---- Quoted passage
Iraq’s move towards a policy of Shi’a Islamism
Lately in Iraq it is increasingly clear that many Iraqis want to rid their multi-confessional society of its secular past from the era of Saddam Hussein and to turn the state into a Shi’a theocracy. This is evidenced by several facts and decisions taken by the government.
USA’s negative influence
Over the years, the idea of rebuilding Iraq as a democratic state has become so questionable that much of the time it is simply ironic, as the country continues to slide into the rule of a Shi’a oligarchy, kleptocracy and now theocracy. The main idiotic mistake of the US occupation authorities after 2003 was the hasty drafting of a new constitution (although no one asked them to do so), which was strongly influenced by Shi’a groups and Kurdish nationalist parties promoting their own narrow programmes. When the new constitution was approved in a referendum largely boycotted by Sunni Arab Iraqis, they argued that it was a test of whether secularism and democracy could be reconciled with political Islam and whether Iraq’s new rulers would be able to navigate between conflicting values and cultures. It soon became clear that such statements were exaggerated and ridiculous and they were quickly refuted by numerous shortcomings and problems in the application of the new – or rather the US – constitution, which was forcibly imposed on the Iraqi people by their American occupiers.
--------
Given problem –
Can you output the part of the Iraq article that starts at the words "Iraq’s move towards" and stops after the words "by the government."? The listing that follows is separate from the Iraq article.
---- Dataset records
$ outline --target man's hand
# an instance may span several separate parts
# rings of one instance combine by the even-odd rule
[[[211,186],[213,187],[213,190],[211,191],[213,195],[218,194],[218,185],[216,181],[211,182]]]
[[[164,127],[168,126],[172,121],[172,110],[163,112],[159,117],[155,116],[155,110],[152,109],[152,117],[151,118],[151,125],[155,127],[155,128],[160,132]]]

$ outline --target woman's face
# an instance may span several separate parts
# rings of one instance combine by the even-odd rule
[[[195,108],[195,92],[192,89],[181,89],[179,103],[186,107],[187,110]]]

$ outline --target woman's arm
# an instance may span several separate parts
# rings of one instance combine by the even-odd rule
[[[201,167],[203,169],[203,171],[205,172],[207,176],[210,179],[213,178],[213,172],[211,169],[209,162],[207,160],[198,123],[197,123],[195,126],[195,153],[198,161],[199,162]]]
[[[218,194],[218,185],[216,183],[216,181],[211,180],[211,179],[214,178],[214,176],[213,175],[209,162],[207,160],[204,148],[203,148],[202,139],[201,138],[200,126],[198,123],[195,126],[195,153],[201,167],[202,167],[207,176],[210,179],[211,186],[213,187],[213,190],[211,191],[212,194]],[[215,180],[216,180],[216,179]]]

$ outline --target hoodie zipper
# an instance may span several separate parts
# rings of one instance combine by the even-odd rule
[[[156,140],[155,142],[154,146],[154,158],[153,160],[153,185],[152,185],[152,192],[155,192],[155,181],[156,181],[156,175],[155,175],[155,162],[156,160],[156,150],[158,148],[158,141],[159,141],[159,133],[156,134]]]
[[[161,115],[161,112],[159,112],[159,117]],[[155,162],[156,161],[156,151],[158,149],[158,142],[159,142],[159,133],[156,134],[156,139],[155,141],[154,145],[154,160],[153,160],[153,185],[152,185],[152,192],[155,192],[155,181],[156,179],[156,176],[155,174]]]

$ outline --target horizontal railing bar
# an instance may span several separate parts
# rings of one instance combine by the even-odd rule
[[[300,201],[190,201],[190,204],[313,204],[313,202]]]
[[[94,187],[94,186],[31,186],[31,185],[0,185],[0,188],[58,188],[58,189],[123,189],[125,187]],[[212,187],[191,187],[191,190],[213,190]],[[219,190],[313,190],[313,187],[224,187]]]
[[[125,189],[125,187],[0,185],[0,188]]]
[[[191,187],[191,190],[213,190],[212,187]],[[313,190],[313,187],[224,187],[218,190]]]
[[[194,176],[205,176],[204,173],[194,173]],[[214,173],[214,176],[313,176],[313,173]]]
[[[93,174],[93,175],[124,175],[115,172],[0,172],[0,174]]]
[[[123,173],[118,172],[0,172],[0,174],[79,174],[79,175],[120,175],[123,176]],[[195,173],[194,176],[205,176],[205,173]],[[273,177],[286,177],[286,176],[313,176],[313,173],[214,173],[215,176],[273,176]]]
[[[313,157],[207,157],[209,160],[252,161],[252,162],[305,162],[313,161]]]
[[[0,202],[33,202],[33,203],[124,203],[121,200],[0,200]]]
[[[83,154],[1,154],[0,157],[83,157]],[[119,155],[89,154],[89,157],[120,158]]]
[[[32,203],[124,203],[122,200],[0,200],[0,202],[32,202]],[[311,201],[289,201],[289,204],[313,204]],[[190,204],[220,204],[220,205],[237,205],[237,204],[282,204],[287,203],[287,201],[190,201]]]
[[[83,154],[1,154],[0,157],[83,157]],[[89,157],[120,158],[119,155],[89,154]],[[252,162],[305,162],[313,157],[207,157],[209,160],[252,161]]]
--------
Problem solution –
Iraq’s move towards a policy of Shi’a Islamism
Lately in Iraq it is increasingly clear that many Iraqis want to rid their multi-confessional society of its secular past from the era of Saddam Hussein and to turn the state into a Shi’a theocracy. This is evidenced by several facts and decisions taken by the government.